╭──
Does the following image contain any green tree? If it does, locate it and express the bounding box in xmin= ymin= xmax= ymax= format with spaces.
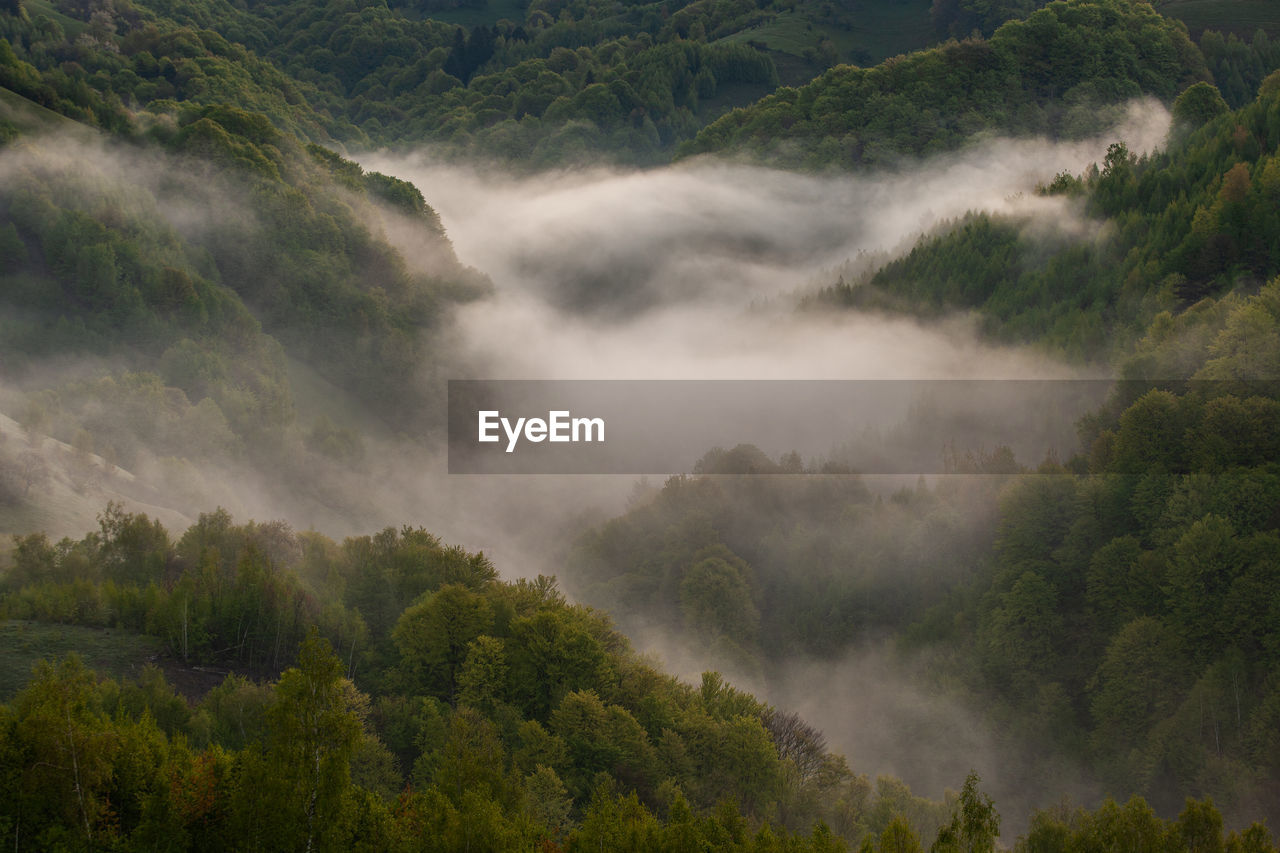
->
xmin=1174 ymin=798 xmax=1225 ymax=853
xmin=1165 ymin=515 xmax=1238 ymax=656
xmin=506 ymin=608 xmax=611 ymax=718
xmin=97 ymin=501 xmax=171 ymax=586
xmin=679 ymin=553 xmax=760 ymax=646
xmin=1173 ymin=82 xmax=1229 ymax=130
xmin=432 ymin=706 xmax=509 ymax=806
xmin=10 ymin=656 xmax=117 ymax=846
xmin=392 ymin=584 xmax=493 ymax=703
xmin=525 ymin=764 xmax=573 ymax=841
xmin=1090 ymin=617 xmax=1186 ymax=758
xmin=979 ymin=571 xmax=1061 ymax=689
xmin=931 ymin=772 xmax=999 ymax=853
xmin=882 ymin=814 xmax=925 ymax=853
xmin=456 ymin=635 xmax=507 ymax=711
xmin=253 ymin=630 xmax=362 ymax=853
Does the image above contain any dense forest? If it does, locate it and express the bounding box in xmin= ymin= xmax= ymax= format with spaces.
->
xmin=682 ymin=0 xmax=1209 ymax=167
xmin=3 ymin=0 xmax=1280 ymax=846
xmin=0 ymin=507 xmax=1275 ymax=851
xmin=569 ymin=22 xmax=1280 ymax=841
xmin=0 ymin=507 xmax=874 ymax=850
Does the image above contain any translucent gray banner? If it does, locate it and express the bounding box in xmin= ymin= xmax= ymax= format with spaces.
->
xmin=444 ymin=379 xmax=1192 ymax=475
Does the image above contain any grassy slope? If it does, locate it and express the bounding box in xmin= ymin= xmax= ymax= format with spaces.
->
xmin=17 ymin=0 xmax=89 ymax=38
xmin=0 ymin=86 xmax=94 ymax=138
xmin=421 ymin=0 xmax=936 ymax=86
xmin=1156 ymin=0 xmax=1280 ymax=37
xmin=716 ymin=0 xmax=936 ymax=66
xmin=411 ymin=0 xmax=527 ymax=27
xmin=0 ymin=408 xmax=195 ymax=542
xmin=0 ymin=620 xmax=162 ymax=699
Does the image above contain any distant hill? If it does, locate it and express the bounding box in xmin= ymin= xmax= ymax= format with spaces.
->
xmin=680 ymin=0 xmax=1206 ymax=169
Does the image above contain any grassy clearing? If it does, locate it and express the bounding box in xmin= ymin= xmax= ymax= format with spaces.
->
xmin=0 ymin=86 xmax=92 ymax=138
xmin=418 ymin=0 xmax=935 ymax=64
xmin=0 ymin=620 xmax=162 ymax=700
xmin=19 ymin=0 xmax=90 ymax=38
xmin=418 ymin=0 xmax=527 ymax=28
xmin=1157 ymin=0 xmax=1280 ymax=38
xmin=718 ymin=0 xmax=935 ymax=67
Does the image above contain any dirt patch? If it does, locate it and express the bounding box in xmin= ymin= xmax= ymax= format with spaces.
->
xmin=156 ymin=658 xmax=246 ymax=703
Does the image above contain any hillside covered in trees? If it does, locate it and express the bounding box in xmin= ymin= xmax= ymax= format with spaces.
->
xmin=0 ymin=506 xmax=970 ymax=850
xmin=570 ymin=47 xmax=1280 ymax=841
xmin=683 ymin=0 xmax=1210 ymax=167
xmin=2 ymin=0 xmax=1274 ymax=166
xmin=3 ymin=0 xmax=1280 ymax=847
xmin=0 ymin=507 xmax=1276 ymax=852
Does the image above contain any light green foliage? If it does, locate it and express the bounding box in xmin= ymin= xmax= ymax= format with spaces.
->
xmin=0 ymin=508 xmax=894 ymax=849
xmin=456 ymin=634 xmax=508 ymax=710
xmin=551 ymin=688 xmax=656 ymax=800
xmin=882 ymin=815 xmax=925 ymax=853
xmin=931 ymin=772 xmax=999 ymax=853
xmin=1019 ymin=796 xmax=1171 ymax=851
xmin=392 ymin=584 xmax=494 ymax=703
xmin=251 ymin=630 xmax=363 ymax=852
xmin=525 ymin=763 xmax=574 ymax=839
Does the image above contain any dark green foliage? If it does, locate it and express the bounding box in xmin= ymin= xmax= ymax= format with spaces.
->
xmin=683 ymin=0 xmax=1206 ymax=169
xmin=1198 ymin=28 xmax=1280 ymax=109
xmin=1174 ymin=80 xmax=1230 ymax=129
xmin=909 ymin=366 xmax=1280 ymax=817
xmin=571 ymin=277 xmax=1280 ymax=824
xmin=814 ymin=77 xmax=1280 ymax=361
xmin=932 ymin=0 xmax=1052 ymax=38
xmin=0 ymin=0 xmax=1273 ymax=172
xmin=95 ymin=0 xmax=794 ymax=165
xmin=4 ymin=0 xmax=1280 ymax=841
xmin=1017 ymin=795 xmax=1277 ymax=852
xmin=363 ymin=171 xmax=445 ymax=233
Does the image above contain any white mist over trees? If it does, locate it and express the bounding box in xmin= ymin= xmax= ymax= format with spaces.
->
xmin=3 ymin=0 xmax=1280 ymax=844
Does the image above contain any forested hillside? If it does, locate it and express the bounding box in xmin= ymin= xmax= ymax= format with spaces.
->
xmin=1 ymin=507 xmax=1276 ymax=851
xmin=2 ymin=0 xmax=802 ymax=165
xmin=3 ymin=0 xmax=1280 ymax=846
xmin=682 ymin=0 xmax=1207 ymax=168
xmin=0 ymin=506 xmax=944 ymax=850
xmin=0 ymin=100 xmax=490 ymax=534
xmin=8 ymin=0 xmax=1265 ymax=167
xmin=571 ymin=50 xmax=1280 ymax=838
xmin=818 ymin=67 xmax=1280 ymax=356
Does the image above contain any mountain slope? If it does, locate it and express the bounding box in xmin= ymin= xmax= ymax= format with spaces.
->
xmin=681 ymin=0 xmax=1206 ymax=169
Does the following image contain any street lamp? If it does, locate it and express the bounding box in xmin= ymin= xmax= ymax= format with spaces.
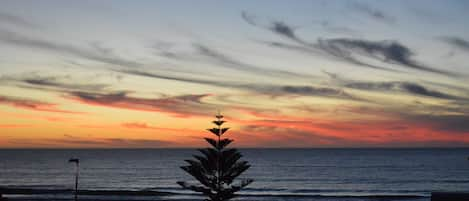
╰──
### Your objective
In the records above, the line with "Does the image above contain any dark" marks the start and the line with "Does the image above contain any forested" marks the end; copy that stretch exactly, both lines included, and nothing else.

### Answer
Does the image above contain any dark green foliage? If it does, locate it and express the bounding box in xmin= ymin= xmax= ymax= format with spaces.
->
xmin=683 ymin=0 xmax=1206 ymax=169
xmin=1198 ymin=28 xmax=1280 ymax=109
xmin=1174 ymin=80 xmax=1230 ymax=129
xmin=909 ymin=366 xmax=1280 ymax=817
xmin=571 ymin=277 xmax=1280 ymax=824
xmin=814 ymin=77 xmax=1280 ymax=361
xmin=932 ymin=0 xmax=1052 ymax=38
xmin=0 ymin=0 xmax=1273 ymax=172
xmin=95 ymin=0 xmax=794 ymax=165
xmin=4 ymin=0 xmax=1280 ymax=841
xmin=1017 ymin=795 xmax=1277 ymax=852
xmin=363 ymin=171 xmax=445 ymax=233
Does the image above contain any white mist over trees? If it does, locate it and express the bounding box in xmin= ymin= xmax= ymax= format with spaces.
->
xmin=3 ymin=0 xmax=1280 ymax=844
Does the image above contain any forested hillside? If it does, locate it and express the bounding box in xmin= ymin= xmax= ymax= format with spaces.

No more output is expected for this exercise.